**PASSAGE CHOISI:**

Holy Motors, un film de Léos Carax. Avec: Denis Lavant, Kylie Minogue, Edith Scob, Eva Mendes, Elise Lhomeau, Michel Piccoli. Présenté en compétition officielle le 23 mai. Sortie nationale le 4 juillet 2012.
Ils sont 22, mais lui est, comme toujours, tout seul. 22 réalisateurs en compétition officielle au Festival de Cannes, chacun avec une trajectoire singulière bien sûr, et pourtant il est, et il sera, à part. Le paradoxe de Leos Carax est sans doute d’être dans une situation d’impossible héritage. On l’avait découvert, à Cannes déjà, avec un film qui s’inscrivait très clairement, très brillamment et joyeusement, dans une filiation.
Boy Meets Girl, inoubliable Caméra d’or 1984, fusionnait le noir et blanc de Jean Vigo et celui de Jean Eustache, le Paris de Feuillade et celui des 400 coups, le tempo de Minnelli et celui de Demy pour inventer une œuvre parfaitement contemporaine, inscrite dans une histoire collective au présent dont les meilleurs locuteurs s’appelaient alors Wim Wenders ou Jim Jarmusch.
Appelez ça «postmoderne» si ça vous chante, c’était en tout cas saturé de signes de l’ère précédente, la modernité surnommée Nouvelle Vague dans le cinéma, mais pour prendre en charge, sans nostalgie aucune, les désirs et les angoisses du présent, de son présent. Doué comme c’est pas permis, le garçon Leos du haut de ses 24 printemps inventait une hypothèse de ciné-mutation «100%NV» pour la fin de siècle.

**Enregistrements d'annotations de détection:**
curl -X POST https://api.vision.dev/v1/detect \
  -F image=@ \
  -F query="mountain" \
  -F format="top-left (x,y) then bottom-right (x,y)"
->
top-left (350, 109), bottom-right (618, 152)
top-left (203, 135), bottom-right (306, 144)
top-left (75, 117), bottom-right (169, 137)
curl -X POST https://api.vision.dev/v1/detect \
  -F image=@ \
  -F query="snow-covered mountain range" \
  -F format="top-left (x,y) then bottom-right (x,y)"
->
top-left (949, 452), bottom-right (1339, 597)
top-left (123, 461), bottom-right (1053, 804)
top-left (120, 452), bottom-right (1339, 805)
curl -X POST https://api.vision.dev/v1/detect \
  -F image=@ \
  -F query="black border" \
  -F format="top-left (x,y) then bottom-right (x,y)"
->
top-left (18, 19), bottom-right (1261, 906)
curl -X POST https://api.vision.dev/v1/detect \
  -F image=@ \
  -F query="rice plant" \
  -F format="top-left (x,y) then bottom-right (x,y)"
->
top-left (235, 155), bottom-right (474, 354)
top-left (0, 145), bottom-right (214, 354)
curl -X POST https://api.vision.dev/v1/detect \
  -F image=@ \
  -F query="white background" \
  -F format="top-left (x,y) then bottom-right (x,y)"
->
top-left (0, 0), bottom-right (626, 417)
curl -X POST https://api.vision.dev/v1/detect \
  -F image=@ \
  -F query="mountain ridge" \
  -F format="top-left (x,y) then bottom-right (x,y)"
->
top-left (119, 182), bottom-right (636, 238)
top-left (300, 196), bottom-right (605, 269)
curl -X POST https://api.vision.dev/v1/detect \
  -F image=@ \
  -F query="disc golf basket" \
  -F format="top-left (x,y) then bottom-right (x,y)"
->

**PROBLÈME À RÉSOUDRE:** Dans le texte sur Leos Carax, reprenez tout ce qui va de « Boy Meets Girl, inoubliable » jusqu'à « ou Jim Jarmusch. » et remplacez-y « Jean Vigo » par « Jean Renoir », s'il vous plaît. Les enregistrements n'ont aucun rôle à jouer ici.

**TÂCHE ACCOMPLIE:**
Boy Meets Girl, inoubliable Caméra d’or 1984, fusionnait le noir et blanc de Jean Renoir et celui de Jean Eustache, le Paris de Feuillade et celui des 400 coups, le tempo de Minnelli et celui de Demy pour inventer une œuvre parfaitement contemporaine, inscrite dans une histoire collective au présent dont les meilleurs locuteurs s’appelaient alors Wim Wenders ou Jim Jarmusch.